● SET EXERCISE
Which lines in the material below contain the word "crane"? Extract each of them and copy it out in full.

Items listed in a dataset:
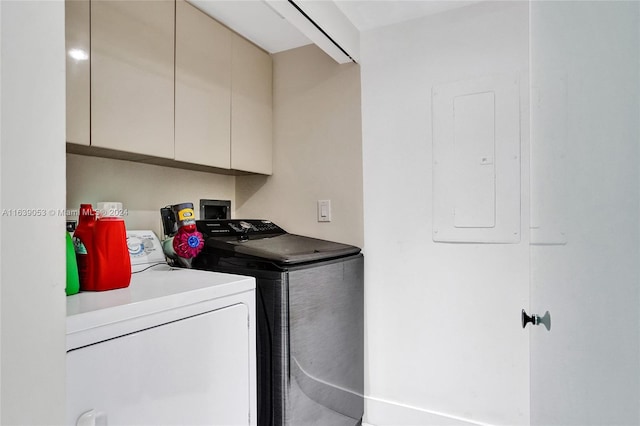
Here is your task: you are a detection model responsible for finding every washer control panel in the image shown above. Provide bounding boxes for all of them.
[196,219,287,238]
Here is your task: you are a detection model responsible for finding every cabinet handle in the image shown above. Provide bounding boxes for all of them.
[76,410,109,426]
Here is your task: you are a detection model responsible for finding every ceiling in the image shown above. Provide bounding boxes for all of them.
[189,0,478,53]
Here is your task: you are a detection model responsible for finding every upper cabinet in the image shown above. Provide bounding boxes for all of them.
[231,34,273,174]
[65,0,91,145]
[91,0,175,158]
[175,0,231,169]
[66,0,272,174]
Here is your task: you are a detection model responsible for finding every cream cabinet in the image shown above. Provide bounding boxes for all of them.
[175,0,231,169]
[65,0,91,145]
[231,34,272,174]
[66,0,272,174]
[91,0,175,159]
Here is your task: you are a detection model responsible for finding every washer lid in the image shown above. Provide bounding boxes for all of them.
[225,234,360,265]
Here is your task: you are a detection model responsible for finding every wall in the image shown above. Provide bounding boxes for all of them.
[361,2,529,426]
[67,154,235,238]
[236,45,363,247]
[0,1,65,425]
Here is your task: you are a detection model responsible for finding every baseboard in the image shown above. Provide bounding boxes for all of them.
[364,397,490,426]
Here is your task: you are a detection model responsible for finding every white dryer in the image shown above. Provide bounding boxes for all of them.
[67,231,257,426]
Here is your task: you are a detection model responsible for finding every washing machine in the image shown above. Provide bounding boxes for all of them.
[67,231,257,426]
[193,219,364,426]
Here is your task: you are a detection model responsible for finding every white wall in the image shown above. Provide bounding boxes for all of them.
[236,45,363,247]
[0,1,65,425]
[67,154,236,238]
[361,2,529,426]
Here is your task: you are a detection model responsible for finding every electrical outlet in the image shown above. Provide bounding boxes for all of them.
[318,200,331,222]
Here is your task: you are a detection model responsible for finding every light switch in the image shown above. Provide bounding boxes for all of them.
[318,200,331,222]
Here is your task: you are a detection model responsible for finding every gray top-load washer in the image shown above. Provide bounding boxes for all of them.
[193,219,364,426]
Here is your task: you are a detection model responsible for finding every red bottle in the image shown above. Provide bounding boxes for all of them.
[73,204,131,291]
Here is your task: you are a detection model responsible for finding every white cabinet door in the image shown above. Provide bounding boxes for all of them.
[91,0,175,159]
[231,34,272,175]
[67,304,250,425]
[175,0,232,169]
[64,0,91,145]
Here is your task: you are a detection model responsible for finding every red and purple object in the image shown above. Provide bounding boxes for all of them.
[173,225,204,259]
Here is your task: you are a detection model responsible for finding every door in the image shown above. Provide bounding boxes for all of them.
[526,1,640,425]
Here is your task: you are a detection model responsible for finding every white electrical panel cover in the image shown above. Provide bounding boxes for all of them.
[432,74,520,243]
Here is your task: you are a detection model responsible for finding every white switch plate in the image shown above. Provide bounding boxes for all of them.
[318,200,331,222]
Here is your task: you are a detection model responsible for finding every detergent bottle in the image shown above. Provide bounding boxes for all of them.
[73,204,131,291]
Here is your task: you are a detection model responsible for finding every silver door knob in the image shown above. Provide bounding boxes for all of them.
[521,309,551,330]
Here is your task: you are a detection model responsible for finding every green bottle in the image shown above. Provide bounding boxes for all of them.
[65,232,80,296]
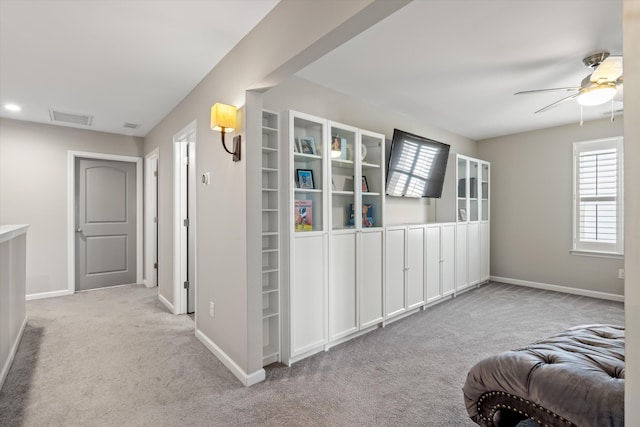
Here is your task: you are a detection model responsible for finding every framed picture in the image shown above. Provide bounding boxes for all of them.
[298,136,318,154]
[296,169,315,188]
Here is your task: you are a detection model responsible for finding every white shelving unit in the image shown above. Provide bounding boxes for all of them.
[262,110,281,366]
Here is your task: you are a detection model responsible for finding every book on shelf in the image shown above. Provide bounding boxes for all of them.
[293,200,313,231]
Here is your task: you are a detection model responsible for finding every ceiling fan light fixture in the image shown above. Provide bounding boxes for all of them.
[577,83,616,107]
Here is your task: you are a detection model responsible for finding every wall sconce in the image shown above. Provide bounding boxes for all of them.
[211,103,241,162]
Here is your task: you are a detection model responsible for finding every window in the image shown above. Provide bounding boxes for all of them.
[573,137,624,255]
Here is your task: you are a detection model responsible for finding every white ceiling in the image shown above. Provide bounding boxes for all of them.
[298,0,622,140]
[0,0,278,136]
[0,0,622,140]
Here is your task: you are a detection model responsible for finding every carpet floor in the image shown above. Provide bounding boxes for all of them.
[0,283,624,427]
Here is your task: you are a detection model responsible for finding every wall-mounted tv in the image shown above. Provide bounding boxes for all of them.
[387,129,450,198]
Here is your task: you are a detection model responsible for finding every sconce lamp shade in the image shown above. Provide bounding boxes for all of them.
[211,103,236,132]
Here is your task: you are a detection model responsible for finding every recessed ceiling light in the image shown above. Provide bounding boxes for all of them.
[4,104,22,111]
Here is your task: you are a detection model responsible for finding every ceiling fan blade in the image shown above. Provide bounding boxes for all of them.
[591,56,622,83]
[534,92,580,114]
[514,87,581,95]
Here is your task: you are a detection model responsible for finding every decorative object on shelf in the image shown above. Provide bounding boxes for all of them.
[331,136,342,159]
[298,136,318,154]
[296,169,315,189]
[294,200,313,231]
[211,103,241,162]
[348,203,373,227]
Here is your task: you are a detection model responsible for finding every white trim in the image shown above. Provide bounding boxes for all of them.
[173,120,197,314]
[196,329,266,386]
[158,293,174,313]
[0,316,27,390]
[144,148,160,288]
[26,289,73,301]
[67,150,144,294]
[490,276,624,302]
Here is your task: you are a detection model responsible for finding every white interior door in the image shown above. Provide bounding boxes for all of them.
[75,158,137,290]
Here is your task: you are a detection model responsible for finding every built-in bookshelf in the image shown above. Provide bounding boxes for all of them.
[262,110,281,366]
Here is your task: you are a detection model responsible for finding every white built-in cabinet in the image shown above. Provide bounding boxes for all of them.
[278,111,490,364]
[456,154,490,291]
[261,111,281,366]
[283,111,385,363]
[426,223,456,304]
[385,225,427,319]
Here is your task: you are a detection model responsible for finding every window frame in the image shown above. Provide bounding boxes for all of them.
[571,136,624,258]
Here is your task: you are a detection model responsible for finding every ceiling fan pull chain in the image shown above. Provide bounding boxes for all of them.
[580,105,584,127]
[611,99,615,123]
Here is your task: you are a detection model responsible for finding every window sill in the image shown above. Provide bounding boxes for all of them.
[570,249,624,259]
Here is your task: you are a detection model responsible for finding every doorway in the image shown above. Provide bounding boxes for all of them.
[144,148,160,288]
[67,151,142,293]
[173,121,197,314]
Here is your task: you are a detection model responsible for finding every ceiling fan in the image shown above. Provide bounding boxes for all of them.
[514,52,623,113]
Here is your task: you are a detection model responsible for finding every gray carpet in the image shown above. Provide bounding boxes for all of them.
[0,283,624,427]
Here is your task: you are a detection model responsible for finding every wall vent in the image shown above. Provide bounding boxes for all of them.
[49,108,93,126]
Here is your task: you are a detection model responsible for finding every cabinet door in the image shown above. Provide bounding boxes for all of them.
[456,223,469,291]
[427,226,442,302]
[290,235,327,357]
[358,231,384,328]
[407,226,427,309]
[329,232,358,341]
[467,222,480,285]
[385,227,406,317]
[440,224,456,296]
[480,221,490,282]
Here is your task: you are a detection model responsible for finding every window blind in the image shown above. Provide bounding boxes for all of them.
[578,149,618,244]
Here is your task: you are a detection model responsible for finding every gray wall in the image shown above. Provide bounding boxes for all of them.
[263,77,476,225]
[623,0,640,418]
[478,117,624,295]
[0,119,142,295]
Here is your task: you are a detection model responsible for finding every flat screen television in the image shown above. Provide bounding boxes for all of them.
[386,129,450,198]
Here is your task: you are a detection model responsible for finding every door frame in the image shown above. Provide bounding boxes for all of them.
[144,148,160,288]
[67,150,144,294]
[173,120,198,319]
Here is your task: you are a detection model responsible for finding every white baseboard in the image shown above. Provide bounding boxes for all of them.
[0,316,27,390]
[490,276,624,302]
[26,289,73,301]
[158,292,175,314]
[196,329,266,386]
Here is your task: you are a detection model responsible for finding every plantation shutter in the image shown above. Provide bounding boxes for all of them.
[574,139,622,253]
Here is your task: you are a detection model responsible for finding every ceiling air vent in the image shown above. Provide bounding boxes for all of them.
[49,108,93,126]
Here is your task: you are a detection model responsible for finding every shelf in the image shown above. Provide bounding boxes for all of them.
[293,153,322,160]
[362,162,380,169]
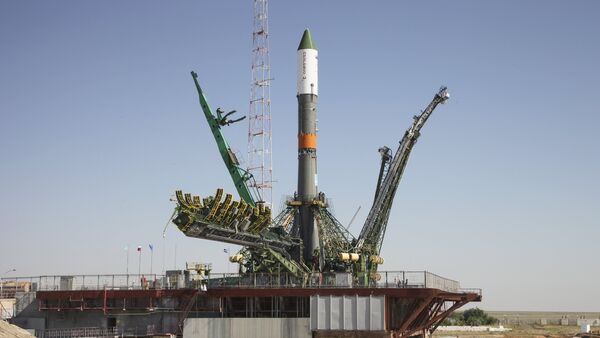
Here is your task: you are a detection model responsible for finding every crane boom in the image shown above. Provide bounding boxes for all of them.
[192,72,261,207]
[357,87,450,255]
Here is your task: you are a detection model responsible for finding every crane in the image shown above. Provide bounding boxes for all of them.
[356,87,450,263]
[192,71,262,207]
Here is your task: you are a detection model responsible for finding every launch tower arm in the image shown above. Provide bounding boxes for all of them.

● RESPONSE
Here is your task: you are a detection model responsible for finding every crane boom in the image shown above. Provide bounding boxes for all of them.
Here is your task: you are a detection model responsible for finding every crane in the image shown above. Provide bounding boxes for all of them.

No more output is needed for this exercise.